§ Data section
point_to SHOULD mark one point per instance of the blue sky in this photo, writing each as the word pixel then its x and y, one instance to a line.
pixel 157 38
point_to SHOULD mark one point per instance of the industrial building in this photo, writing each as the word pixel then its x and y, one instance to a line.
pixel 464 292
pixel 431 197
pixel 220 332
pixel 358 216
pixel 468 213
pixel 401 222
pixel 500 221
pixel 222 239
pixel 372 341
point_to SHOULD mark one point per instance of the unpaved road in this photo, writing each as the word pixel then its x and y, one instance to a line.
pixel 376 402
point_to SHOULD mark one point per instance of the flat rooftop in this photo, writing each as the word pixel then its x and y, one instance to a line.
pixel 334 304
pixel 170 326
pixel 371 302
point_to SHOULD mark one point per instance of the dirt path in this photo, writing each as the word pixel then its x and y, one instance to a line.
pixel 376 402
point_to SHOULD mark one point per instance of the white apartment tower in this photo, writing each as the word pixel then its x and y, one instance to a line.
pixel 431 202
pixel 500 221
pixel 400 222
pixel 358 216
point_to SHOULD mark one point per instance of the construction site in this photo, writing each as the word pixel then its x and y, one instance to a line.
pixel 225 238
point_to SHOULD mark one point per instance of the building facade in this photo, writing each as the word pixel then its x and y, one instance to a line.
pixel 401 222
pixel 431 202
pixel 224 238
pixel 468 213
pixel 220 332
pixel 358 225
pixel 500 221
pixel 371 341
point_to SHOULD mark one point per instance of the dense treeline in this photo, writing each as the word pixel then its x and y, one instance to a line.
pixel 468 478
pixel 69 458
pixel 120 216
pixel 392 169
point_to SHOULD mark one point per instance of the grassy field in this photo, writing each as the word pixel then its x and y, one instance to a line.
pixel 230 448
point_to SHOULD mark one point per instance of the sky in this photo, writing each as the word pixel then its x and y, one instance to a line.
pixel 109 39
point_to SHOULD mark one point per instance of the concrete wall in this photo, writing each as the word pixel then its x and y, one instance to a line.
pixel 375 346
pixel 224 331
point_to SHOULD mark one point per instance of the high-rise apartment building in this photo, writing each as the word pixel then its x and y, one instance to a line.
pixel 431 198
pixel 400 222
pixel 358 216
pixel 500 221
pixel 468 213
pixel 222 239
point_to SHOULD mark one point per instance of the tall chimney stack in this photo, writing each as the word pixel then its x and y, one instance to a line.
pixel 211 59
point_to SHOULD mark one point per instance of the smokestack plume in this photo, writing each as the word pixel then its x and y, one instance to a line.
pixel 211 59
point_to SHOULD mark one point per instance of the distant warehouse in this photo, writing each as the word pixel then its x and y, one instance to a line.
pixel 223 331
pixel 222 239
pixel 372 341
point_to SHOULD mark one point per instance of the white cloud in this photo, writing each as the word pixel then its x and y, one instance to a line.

§ What is asked
Copy all of the material above line for line, keeping every word, number, and mark unchanged.

§ Answer to the task
point_to SHOULD mark one point per instance of the blue sky in this photo, writing each as the word pixel then its x and y, one instance to a line.
pixel 157 38
point_to SHOULD mark one point per instance of the industrial building in this photo, writing each as the word pixel then its x and y, one instance to a line.
pixel 464 292
pixel 431 197
pixel 220 332
pixel 358 216
pixel 468 213
pixel 401 222
pixel 500 221
pixel 222 239
pixel 372 341
point_to SHOULD mark one point per instance of the unpaved road in this photo, writing each as the word pixel then its x and y, one instance to a line.
pixel 376 402
point_to SHOULD mark one point per instance of the flat rooftop in this photo, writing each as the word pixel then its x and y, one instance to a line.
pixel 334 304
pixel 170 326
pixel 371 302
point_to SHOULD mark one point per instance of the dirt path in this photo, writing each as the word pixel then its x and y, one instance to a line.
pixel 376 402
point_to SHOULD mark one point per instance of the white apartment tower in this photo, writing each as the word pixel then its x and y, one instance to a line.
pixel 431 202
pixel 500 221
pixel 400 222
pixel 358 216
point_to SHOULD mark one point per instance of the construction site in this photo, writing each as the word pixel then its x and y, one instance to a line.
pixel 225 238
point_to SHOULD mark one point per instance of the building facade in this photo, writing each as the word pixel then its x and y, one instance to a line.
pixel 401 222
pixel 431 202
pixel 224 238
pixel 468 213
pixel 220 332
pixel 358 225
pixel 500 221
pixel 371 341
point_to SHOULD mark one point per instance of the dense treeline in this photo, writing each as the word pixel then its x and y, one instance to a line.
pixel 468 478
pixel 69 458
pixel 120 216
pixel 392 169
point_to SHOULD mark one point per instance of the grassy field in this photo, writing each as the word pixel then its x and y, one instance to a line.
pixel 230 448
point_to SHOULD mark one point per instance of the sky in this photo, writing each as the word pixel then its x and y, one instance to a line.
pixel 109 39
point_to SHOULD mark one point per instance of the concrete wall in this photo, writing each as the word pixel then its x and y, one instance to a line.
pixel 375 346
pixel 224 331
point_to SHOULD mark one point per instance of the high-rise apartment building in this photo, writing each as the word pixel then its x and y, one instance to a line.
pixel 431 198
pixel 400 222
pixel 358 216
pixel 500 221
pixel 468 213
pixel 222 239
point_to SHOULD mark one point per instance of the tall chimney stack in this photo, writing each as the word pixel then its x and y, one instance to a line.
pixel 211 59
point_to SHOULD mark one point per instance of the smokestack plume in this photo, writing each as the word pixel then its x and y, one instance to a line.
pixel 211 59
point_to SHOULD mark one point per instance of the distant warehouse in this photo, writing each as the word pixel then its x and y, one instance to a line.
pixel 223 331
pixel 222 239
pixel 372 341
point_to SHOULD mark one point per instance of the white cloud in this photo, writing each as the word pixel then its x and y, one instance to a line.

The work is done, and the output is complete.